* _Exercise data_:
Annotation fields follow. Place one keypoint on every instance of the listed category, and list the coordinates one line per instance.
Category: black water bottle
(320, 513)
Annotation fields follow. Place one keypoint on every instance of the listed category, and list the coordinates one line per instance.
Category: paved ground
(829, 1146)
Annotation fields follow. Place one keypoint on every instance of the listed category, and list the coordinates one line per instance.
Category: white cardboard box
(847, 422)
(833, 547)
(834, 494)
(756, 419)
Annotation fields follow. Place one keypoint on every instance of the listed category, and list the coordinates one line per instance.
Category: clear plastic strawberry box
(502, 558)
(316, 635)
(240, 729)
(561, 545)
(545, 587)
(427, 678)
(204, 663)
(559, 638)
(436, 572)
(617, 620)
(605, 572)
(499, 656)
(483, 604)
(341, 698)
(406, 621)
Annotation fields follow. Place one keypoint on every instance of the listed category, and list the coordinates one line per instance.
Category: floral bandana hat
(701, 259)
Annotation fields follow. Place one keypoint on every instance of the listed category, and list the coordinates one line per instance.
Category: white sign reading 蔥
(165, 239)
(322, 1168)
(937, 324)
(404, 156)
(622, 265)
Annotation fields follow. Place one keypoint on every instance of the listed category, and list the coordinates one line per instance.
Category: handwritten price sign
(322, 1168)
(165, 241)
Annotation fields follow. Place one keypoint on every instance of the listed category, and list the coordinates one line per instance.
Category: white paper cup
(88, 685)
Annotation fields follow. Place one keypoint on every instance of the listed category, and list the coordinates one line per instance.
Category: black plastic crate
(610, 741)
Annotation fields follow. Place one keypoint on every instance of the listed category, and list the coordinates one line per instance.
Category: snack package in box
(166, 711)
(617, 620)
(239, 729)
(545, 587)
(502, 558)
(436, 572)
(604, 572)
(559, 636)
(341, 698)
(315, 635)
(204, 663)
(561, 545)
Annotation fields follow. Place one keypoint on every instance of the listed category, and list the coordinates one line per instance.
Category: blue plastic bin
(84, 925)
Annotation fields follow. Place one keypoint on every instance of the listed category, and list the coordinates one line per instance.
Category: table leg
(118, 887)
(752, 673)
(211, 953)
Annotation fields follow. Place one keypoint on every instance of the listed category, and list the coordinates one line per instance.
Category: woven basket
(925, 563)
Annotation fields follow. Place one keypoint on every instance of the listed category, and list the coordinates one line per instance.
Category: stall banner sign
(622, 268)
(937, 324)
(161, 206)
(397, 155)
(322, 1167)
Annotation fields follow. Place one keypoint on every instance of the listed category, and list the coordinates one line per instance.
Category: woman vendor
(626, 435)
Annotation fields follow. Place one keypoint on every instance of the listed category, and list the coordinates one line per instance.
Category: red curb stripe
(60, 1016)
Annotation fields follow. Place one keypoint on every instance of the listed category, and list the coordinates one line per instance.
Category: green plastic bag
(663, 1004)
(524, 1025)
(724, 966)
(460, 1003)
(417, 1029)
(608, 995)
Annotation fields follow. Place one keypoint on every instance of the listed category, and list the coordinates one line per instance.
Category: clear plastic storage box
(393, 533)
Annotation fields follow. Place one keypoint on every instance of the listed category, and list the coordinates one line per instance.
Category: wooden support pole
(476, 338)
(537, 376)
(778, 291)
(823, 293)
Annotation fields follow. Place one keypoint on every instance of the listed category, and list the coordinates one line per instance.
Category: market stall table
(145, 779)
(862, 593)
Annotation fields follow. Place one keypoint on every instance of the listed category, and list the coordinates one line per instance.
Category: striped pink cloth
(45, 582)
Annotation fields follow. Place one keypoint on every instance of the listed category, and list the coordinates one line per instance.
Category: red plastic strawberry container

* _What you should do_: Please copy out every entry exactly, with nothing omitted.

* _Solution to this exercise_:
Annotation fields follow. Place one keypoint on every instance of the listed category, and list the coordinates one line per instance.
Category: black water bottle
(320, 513)
Annotation fields follow. Place one keypoint on every instance of the listed category, and list the coordinates one line per instance.
Category: paved ground
(829, 1146)
Annotation fields follow. Place one keypoint on every instance of the listed category, and list the coordinates one line per instance.
Category: white cardboard box
(847, 422)
(833, 547)
(834, 494)
(756, 419)
Annotation fields follow. Place one keypoint on every instance of the listed category, and list the coordinates one line per instance.
Category: clear plastic strawberry box
(502, 558)
(316, 635)
(240, 729)
(561, 545)
(545, 587)
(427, 678)
(204, 663)
(559, 638)
(436, 572)
(617, 620)
(605, 572)
(499, 656)
(483, 604)
(341, 698)
(406, 621)
Annotation fields follow. Place one keypoint on every instance of the listed category, and list the coordinates one line per instance.
Category: floral bandana hat
(701, 259)
Annotation fields follow. Place one keypoint on every instance of the listed category, and list the coordinates one line per instance.
Category: white sign reading 蔥
(165, 239)
(322, 1168)
(937, 324)
(404, 156)
(622, 265)
Annotation fields follow. Place one keypoint on every instance of the listed category, and list the coordinates one line per instance.
Category: handwritten price sign
(322, 1168)
(165, 241)
Annotation fields follow. Place one keypoint on every instance of the listed category, and list the coordinates one line per instance.
Category: white paper cup
(88, 685)
Annotation fields follow. Place one keypoint on every instance of the listed category, and list the coordinates one line per instance.
Category: black plastic crate
(610, 741)
Annotation fields follow. Place one keypoint on every instance of the listed category, and list the coordinates one line per instance.
Category: snack package in box
(166, 711)
(617, 620)
(239, 729)
(545, 587)
(502, 558)
(436, 572)
(604, 572)
(559, 636)
(341, 698)
(315, 635)
(204, 663)
(561, 545)
Annotation fields follow. Place one keypoint on every instance of the listed category, and list the coordinates one line per instance.
Category: blue plastic bin
(84, 925)
Annotation fields follow. Place one keypoint on every instance of the listed category, and list the coordinates one line per instance.
Category: table leg
(118, 887)
(752, 673)
(211, 953)
Annotation fields follow. Place one keypoint on every instance of the listed category, and list the coordinates one line per instance.
Category: woven basket
(925, 563)
Annotation fields follow. Place one keypoint on every instance of the listed category, and list the coordinates one line per instance.
Category: stall banner sign
(622, 268)
(937, 324)
(161, 206)
(397, 155)
(322, 1167)
Annotation fields follow. Place one keypoint on every instance of the listed category, and list the coordinates one line per instance.
Category: woman vendor
(626, 435)
Annotation fields follow. Place one keypoint on every instance of the listed category, and list the coordinates one line per instance.
Category: red curb stripe
(60, 1016)
Annotation fields follow. Place one keypoint on every instance of the listed category, and list the coordinates one line per instance.
Category: green plastic bag
(663, 1004)
(524, 1025)
(724, 966)
(460, 1003)
(417, 1029)
(608, 995)
Annotation fields follow. Place one keypoint on every instance of the listed category, and list the coordinates one line per instance.
Category: clear plastic storage box
(393, 533)
Annotation fields follow. Place one keypoint on every instance of the listed category, and list the coordinates one line per instance.
Category: wooden support pole
(476, 338)
(537, 376)
(778, 291)
(823, 293)
Annotation fields follow. Place one keypoint on every instance of the listed category, and list the coordinates one line per instance.
Category: market stall table
(145, 779)
(862, 593)
Annotation fields follow. Place one keypoint on every instance of the listed category, and list the coordinates one line per instance.
Category: striped pink cloth
(45, 582)
Annotation fields follow. Place one keypoint on every instance of the listed category, and list the coordinates one line per instance.
Category: red plastic strawberry container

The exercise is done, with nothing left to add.